Point annotation records:
++++++++++
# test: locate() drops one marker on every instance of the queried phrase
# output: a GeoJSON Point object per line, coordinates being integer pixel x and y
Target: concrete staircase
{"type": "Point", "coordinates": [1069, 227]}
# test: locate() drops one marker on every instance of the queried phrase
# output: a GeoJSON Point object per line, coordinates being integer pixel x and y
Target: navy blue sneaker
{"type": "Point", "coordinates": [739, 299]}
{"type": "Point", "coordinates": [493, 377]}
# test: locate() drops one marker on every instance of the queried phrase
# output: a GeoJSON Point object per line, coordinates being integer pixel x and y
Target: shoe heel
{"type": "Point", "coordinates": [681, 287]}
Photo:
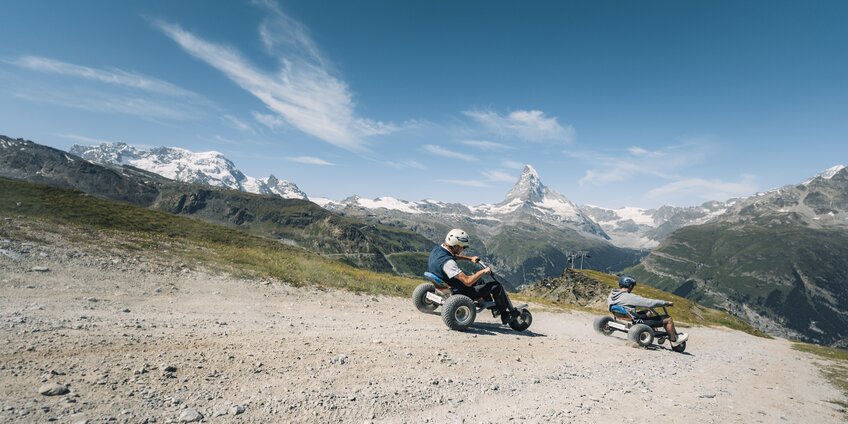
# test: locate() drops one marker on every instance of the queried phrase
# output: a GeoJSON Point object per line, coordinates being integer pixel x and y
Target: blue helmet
{"type": "Point", "coordinates": [626, 281]}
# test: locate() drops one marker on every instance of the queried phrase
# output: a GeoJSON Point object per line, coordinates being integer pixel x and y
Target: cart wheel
{"type": "Point", "coordinates": [602, 325]}
{"type": "Point", "coordinates": [419, 298]}
{"type": "Point", "coordinates": [458, 312]}
{"type": "Point", "coordinates": [641, 334]}
{"type": "Point", "coordinates": [523, 321]}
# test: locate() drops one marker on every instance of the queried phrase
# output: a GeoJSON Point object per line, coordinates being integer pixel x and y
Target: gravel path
{"type": "Point", "coordinates": [134, 342]}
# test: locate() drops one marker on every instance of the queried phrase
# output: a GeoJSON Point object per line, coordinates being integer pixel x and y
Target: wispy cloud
{"type": "Point", "coordinates": [309, 160]}
{"type": "Point", "coordinates": [511, 164]}
{"type": "Point", "coordinates": [467, 183]}
{"type": "Point", "coordinates": [441, 151]}
{"type": "Point", "coordinates": [499, 176]}
{"type": "Point", "coordinates": [524, 125]}
{"type": "Point", "coordinates": [271, 121]}
{"type": "Point", "coordinates": [107, 76]}
{"type": "Point", "coordinates": [94, 100]}
{"type": "Point", "coordinates": [84, 139]}
{"type": "Point", "coordinates": [107, 91]}
{"type": "Point", "coordinates": [238, 124]}
{"type": "Point", "coordinates": [406, 164]}
{"type": "Point", "coordinates": [303, 90]}
{"type": "Point", "coordinates": [706, 189]}
{"type": "Point", "coordinates": [636, 161]}
{"type": "Point", "coordinates": [485, 145]}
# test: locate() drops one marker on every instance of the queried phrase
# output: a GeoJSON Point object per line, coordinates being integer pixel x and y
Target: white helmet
{"type": "Point", "coordinates": [457, 237]}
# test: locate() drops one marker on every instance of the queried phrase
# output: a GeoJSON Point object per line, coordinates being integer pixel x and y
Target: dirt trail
{"type": "Point", "coordinates": [283, 354]}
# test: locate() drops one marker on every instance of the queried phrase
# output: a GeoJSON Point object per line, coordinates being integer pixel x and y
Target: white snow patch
{"type": "Point", "coordinates": [389, 203]}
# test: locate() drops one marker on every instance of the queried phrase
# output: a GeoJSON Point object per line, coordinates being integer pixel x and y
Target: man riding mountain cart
{"type": "Point", "coordinates": [461, 295]}
{"type": "Point", "coordinates": [636, 316]}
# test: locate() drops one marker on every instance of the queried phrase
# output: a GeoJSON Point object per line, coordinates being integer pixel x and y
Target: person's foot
{"type": "Point", "coordinates": [681, 337]}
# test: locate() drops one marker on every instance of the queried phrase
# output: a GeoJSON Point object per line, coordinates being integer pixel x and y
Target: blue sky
{"type": "Point", "coordinates": [615, 103]}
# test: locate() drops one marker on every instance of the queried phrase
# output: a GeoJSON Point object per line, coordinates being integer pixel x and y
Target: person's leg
{"type": "Point", "coordinates": [668, 323]}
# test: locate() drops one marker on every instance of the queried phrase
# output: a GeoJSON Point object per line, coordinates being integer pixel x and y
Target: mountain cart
{"type": "Point", "coordinates": [458, 310]}
{"type": "Point", "coordinates": [641, 334]}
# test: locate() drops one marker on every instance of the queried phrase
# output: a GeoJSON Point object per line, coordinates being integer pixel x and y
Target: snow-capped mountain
{"type": "Point", "coordinates": [529, 197]}
{"type": "Point", "coordinates": [819, 202]}
{"type": "Point", "coordinates": [211, 168]}
{"type": "Point", "coordinates": [639, 228]}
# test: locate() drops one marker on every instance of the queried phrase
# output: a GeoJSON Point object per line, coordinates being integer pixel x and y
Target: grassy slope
{"type": "Point", "coordinates": [245, 254]}
{"type": "Point", "coordinates": [195, 240]}
{"type": "Point", "coordinates": [684, 310]}
{"type": "Point", "coordinates": [835, 371]}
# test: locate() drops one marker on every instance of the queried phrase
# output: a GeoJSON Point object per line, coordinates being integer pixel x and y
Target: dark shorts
{"type": "Point", "coordinates": [654, 321]}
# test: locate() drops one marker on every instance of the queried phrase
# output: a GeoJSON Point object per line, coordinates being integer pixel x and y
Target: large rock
{"type": "Point", "coordinates": [53, 389]}
{"type": "Point", "coordinates": [190, 415]}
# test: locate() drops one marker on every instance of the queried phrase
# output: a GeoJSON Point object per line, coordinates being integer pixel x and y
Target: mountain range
{"type": "Point", "coordinates": [777, 259]}
{"type": "Point", "coordinates": [210, 168]}
{"type": "Point", "coordinates": [293, 221]}
{"type": "Point", "coordinates": [527, 236]}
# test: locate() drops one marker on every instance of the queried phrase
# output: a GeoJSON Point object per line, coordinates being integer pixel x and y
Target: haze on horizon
{"type": "Point", "coordinates": [615, 103]}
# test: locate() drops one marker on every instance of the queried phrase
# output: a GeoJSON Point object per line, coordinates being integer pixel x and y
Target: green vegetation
{"type": "Point", "coordinates": [773, 265]}
{"type": "Point", "coordinates": [411, 264]}
{"type": "Point", "coordinates": [189, 239]}
{"type": "Point", "coordinates": [836, 371]}
{"type": "Point", "coordinates": [100, 222]}
{"type": "Point", "coordinates": [684, 310]}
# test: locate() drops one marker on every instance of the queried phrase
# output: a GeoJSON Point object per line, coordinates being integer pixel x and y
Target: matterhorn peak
{"type": "Point", "coordinates": [827, 174]}
{"type": "Point", "coordinates": [529, 187]}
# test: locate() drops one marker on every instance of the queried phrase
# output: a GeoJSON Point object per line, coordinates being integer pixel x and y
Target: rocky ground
{"type": "Point", "coordinates": [128, 336]}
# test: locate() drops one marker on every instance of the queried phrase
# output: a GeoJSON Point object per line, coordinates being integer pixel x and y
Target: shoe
{"type": "Point", "coordinates": [681, 337]}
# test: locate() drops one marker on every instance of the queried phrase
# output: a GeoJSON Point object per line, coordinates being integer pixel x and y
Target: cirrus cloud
{"type": "Point", "coordinates": [524, 125]}
{"type": "Point", "coordinates": [303, 90]}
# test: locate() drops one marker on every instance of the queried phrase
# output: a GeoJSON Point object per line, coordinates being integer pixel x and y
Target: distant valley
{"type": "Point", "coordinates": [776, 259]}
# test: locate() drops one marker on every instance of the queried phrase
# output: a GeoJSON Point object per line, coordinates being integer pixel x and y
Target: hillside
{"type": "Point", "coordinates": [527, 236]}
{"type": "Point", "coordinates": [293, 221]}
{"type": "Point", "coordinates": [141, 315]}
{"type": "Point", "coordinates": [589, 289]}
{"type": "Point", "coordinates": [778, 260]}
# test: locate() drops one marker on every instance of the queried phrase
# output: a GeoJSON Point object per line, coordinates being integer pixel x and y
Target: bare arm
{"type": "Point", "coordinates": [474, 259]}
{"type": "Point", "coordinates": [469, 280]}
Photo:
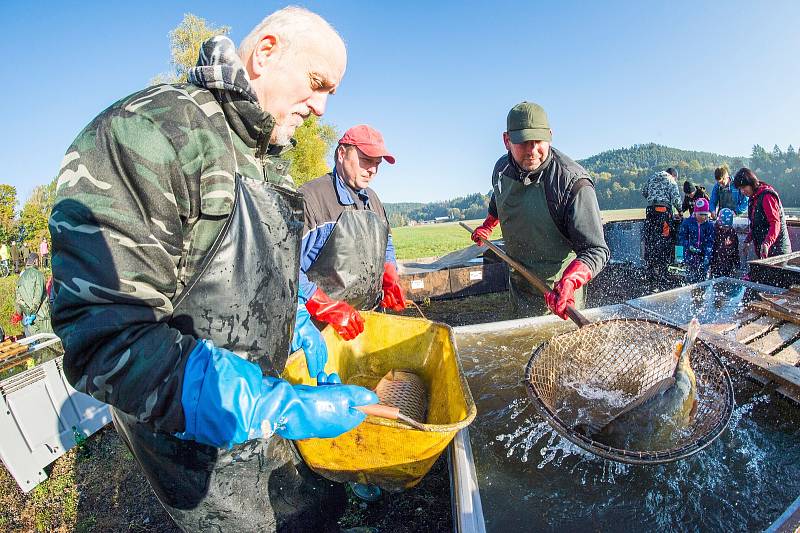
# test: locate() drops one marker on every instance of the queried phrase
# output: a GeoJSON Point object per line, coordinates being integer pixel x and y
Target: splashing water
++++++++++
[Problem to work on]
Return every line of the records above that contains the word "helmet", copying each line unchanged.

[Exercise solution]
Target: blue helmet
Target: white helmet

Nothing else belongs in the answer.